* _EXTRAIT FOURNI_:
****************

Mais Internet a aussi ouvert les vannes à l’imagination débridée des criminels, qui ont inventé des infractions nouvelles. La prise d’otage d’un site commercial par exemple, avec chantage et extorsion de fonds. «Si un site de type Amazon.com reçoit des centaines de milliers de requêtes à la seconde, il est débordé, crashe et ne peut honorer les requêtes des “vrais” clients qui veulent se connecter au même moment», illustre le spécialiste. Cela peut constituer une perte financière sèche et une atteinte sévère à la réputation. Certains malfrats n’hésitent donc pas à exercer un chantage sur ces sites en leur extorquant des montants conséquents en échange d’une «non-attaque» de ce type. Le professeur de l’UNIL précise: «Le criminel qui extorque les fonds ne possède pas forcément la technologie qui lui permet de paralyser lui-même les sites commerciaux. Le plus souvent, il loue les services d’autres criminels pour l’aspect informatique, spécialistes qui proposent des contrats de type: j’ai pris possession de 100 000 ordinateurs privés auxquels je peux faire passer x commandes à la minute, je vous les loue 1 franc pièce par heure.»

****************

* _ENREGISTREMENTS_:
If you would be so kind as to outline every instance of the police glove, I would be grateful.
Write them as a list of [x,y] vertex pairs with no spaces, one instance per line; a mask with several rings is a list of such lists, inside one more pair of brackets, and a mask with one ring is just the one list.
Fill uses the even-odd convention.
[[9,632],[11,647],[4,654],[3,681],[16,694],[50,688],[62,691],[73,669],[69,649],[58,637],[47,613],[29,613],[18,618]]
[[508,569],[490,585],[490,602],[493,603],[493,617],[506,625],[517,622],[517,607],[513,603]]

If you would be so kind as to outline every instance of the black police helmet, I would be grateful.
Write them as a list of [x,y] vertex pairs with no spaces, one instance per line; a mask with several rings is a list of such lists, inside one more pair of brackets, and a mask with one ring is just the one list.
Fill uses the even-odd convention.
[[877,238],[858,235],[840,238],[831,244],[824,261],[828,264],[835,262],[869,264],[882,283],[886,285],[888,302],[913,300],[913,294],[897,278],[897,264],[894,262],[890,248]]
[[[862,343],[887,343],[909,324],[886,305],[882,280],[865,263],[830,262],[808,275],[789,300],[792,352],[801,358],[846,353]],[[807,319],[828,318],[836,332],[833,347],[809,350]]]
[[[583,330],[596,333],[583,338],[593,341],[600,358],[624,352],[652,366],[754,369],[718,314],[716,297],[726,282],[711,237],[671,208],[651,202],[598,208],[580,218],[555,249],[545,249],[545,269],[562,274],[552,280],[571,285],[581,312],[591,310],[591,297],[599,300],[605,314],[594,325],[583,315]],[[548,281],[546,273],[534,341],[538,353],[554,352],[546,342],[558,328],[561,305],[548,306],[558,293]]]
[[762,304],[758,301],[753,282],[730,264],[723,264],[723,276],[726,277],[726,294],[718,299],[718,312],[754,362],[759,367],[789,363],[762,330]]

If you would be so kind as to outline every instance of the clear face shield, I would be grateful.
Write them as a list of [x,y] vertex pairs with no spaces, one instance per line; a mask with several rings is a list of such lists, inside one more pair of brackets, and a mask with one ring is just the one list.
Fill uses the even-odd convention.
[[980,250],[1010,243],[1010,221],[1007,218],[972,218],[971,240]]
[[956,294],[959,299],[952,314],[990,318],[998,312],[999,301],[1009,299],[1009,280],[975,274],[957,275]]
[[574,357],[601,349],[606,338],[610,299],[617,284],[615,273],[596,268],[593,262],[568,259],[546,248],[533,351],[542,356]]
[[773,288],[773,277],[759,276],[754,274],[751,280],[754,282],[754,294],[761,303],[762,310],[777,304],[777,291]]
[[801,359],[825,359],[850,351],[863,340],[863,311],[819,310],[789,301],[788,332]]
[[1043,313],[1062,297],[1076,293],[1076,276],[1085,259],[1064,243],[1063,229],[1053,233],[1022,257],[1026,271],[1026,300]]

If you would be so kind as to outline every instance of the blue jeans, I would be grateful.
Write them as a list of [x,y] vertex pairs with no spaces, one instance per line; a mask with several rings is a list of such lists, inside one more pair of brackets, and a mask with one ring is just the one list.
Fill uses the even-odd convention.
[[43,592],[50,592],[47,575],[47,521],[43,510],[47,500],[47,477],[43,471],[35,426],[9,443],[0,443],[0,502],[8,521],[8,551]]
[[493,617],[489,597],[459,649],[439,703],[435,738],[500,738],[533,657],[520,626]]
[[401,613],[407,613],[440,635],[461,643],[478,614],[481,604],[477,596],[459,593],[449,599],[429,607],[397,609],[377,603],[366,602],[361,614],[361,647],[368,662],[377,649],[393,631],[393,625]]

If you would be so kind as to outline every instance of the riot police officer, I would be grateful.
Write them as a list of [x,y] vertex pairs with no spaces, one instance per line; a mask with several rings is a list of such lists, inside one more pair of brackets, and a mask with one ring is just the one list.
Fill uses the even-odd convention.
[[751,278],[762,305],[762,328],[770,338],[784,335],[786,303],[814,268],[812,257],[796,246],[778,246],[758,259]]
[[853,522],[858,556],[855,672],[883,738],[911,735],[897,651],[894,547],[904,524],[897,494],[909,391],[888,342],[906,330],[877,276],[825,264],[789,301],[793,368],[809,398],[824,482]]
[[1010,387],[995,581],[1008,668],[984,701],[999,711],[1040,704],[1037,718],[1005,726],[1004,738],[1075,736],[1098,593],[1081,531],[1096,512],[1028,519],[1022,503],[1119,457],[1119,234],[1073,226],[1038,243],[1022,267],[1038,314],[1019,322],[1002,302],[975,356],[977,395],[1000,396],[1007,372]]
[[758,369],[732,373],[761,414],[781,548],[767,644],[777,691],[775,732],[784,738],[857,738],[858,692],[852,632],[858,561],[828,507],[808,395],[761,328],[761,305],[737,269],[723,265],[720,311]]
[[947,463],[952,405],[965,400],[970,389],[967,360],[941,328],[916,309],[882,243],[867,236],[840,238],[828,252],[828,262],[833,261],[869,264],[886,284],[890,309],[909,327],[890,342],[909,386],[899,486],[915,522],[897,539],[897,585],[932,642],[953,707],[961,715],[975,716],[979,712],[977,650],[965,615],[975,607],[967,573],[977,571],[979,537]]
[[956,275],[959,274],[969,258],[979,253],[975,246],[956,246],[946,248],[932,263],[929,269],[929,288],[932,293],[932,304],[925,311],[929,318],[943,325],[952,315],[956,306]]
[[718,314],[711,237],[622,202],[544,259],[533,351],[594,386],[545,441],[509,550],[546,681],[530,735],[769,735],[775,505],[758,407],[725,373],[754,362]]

****************

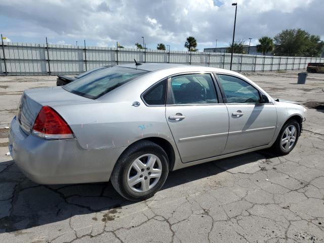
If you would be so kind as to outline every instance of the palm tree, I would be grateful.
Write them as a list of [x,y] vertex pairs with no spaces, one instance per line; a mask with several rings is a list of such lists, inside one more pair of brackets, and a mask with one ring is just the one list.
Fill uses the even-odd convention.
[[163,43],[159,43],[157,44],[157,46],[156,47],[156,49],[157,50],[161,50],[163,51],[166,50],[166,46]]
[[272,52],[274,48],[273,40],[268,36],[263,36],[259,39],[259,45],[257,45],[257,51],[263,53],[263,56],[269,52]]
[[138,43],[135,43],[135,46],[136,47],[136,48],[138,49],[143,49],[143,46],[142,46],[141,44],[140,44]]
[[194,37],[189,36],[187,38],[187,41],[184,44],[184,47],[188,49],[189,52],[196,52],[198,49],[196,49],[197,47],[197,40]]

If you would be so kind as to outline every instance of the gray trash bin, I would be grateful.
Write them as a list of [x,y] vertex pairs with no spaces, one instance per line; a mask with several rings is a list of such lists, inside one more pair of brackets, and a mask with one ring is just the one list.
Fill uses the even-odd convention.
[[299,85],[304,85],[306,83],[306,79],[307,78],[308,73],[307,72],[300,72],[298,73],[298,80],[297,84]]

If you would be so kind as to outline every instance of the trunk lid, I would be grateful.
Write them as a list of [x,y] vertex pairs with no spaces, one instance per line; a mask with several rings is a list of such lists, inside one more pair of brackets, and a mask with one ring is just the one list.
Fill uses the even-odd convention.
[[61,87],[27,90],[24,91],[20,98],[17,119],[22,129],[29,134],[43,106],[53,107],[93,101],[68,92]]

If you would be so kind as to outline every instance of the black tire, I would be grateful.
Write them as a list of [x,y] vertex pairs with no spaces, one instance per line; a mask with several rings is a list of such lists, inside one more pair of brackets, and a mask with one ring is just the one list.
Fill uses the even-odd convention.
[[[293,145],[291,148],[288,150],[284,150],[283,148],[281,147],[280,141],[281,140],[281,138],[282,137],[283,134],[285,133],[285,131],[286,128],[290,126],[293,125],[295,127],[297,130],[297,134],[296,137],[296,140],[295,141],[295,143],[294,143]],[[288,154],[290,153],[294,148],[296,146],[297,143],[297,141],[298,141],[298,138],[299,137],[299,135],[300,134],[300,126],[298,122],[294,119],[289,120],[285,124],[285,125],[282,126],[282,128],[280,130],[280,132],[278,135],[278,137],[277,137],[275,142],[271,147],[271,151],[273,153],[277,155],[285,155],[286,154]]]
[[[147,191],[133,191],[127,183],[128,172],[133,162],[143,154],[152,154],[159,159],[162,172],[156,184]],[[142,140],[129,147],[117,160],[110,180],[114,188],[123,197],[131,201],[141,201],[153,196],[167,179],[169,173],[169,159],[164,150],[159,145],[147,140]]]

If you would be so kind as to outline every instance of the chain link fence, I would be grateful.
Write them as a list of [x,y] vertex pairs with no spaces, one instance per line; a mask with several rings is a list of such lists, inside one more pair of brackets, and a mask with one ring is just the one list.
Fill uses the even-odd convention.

****************

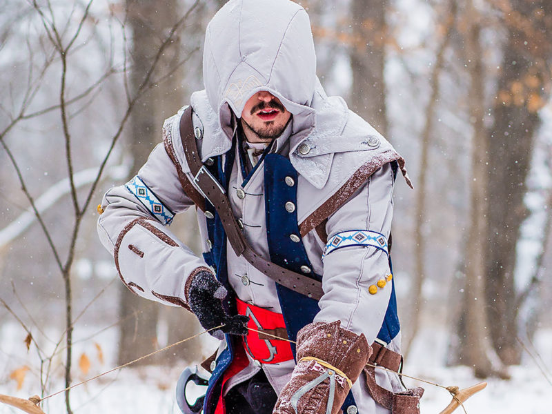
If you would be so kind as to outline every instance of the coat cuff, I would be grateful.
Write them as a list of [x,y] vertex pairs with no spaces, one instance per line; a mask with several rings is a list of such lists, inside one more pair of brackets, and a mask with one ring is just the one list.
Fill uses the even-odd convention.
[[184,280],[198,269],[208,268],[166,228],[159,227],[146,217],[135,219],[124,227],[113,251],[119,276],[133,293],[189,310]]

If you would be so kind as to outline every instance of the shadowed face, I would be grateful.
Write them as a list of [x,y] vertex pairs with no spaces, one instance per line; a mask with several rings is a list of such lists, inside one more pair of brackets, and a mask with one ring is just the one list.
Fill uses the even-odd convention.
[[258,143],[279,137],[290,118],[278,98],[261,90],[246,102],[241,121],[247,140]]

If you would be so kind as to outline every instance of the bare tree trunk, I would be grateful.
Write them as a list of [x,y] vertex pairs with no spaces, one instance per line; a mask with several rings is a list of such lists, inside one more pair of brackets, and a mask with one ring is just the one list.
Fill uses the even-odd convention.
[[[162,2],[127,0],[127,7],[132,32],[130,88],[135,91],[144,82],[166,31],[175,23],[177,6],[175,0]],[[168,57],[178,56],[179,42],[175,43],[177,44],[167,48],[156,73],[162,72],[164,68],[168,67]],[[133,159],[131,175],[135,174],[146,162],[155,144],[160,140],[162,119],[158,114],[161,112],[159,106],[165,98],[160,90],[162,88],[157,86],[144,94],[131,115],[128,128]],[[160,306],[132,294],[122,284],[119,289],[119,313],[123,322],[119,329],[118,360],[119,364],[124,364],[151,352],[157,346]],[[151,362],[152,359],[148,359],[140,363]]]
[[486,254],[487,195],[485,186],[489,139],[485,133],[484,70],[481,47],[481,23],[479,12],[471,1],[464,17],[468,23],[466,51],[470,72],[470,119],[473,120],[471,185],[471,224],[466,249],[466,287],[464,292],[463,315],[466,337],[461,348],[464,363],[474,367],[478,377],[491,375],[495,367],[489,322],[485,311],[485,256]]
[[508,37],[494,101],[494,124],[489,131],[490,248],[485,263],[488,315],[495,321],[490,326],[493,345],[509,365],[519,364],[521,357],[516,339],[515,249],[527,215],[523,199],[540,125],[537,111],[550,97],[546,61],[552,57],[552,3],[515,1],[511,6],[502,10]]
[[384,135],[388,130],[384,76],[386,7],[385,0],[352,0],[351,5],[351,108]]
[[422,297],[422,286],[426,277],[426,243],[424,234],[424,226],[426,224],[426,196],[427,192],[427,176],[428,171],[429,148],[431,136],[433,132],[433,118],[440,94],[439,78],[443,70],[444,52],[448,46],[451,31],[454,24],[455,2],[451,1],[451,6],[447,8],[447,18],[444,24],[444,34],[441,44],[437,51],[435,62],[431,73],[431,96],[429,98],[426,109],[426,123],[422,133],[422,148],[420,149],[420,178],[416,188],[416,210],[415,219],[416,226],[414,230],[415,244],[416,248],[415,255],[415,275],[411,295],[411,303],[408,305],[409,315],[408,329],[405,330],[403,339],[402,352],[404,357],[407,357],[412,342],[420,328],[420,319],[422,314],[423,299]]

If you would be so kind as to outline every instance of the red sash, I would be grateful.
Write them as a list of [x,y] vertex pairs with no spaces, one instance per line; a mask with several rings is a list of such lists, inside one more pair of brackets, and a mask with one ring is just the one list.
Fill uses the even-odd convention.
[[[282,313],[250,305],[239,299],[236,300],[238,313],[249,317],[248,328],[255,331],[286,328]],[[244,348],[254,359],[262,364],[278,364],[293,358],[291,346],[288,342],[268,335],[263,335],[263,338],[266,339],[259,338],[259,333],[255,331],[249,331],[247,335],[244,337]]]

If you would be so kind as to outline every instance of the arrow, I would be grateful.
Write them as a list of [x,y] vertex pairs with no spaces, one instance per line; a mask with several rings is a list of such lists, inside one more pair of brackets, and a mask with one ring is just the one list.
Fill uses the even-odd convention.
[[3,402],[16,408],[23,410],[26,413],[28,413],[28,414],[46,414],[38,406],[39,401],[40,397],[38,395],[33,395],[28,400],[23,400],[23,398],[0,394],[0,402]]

****************

* _CONSIGNE_:
D'après l'extrait sur les crimes en ligne :
(a) Que devient un site de type Amazon.com qui reçoit des centaines de milliers de requêtes à la seconde ?
(b) Qu'est-ce que certains malfrats promettent aux sites en échange des montants qu'ils leur extorquent ?
(c) Dans le contrat cité en exemple, à quel prix chaque ordinateur est-il loué ?
Ces enregistrements proviennent d'une autre source que l'extrait.

* _RÉPONSE À LA CONSIGNE_:
(a) Il est débordé, crashe et ne peut honorer les requêtes des « vrais » clients qui veulent se connecter au même moment.
(b) Une « non-attaque ».
(c) 1 franc pièce par heure.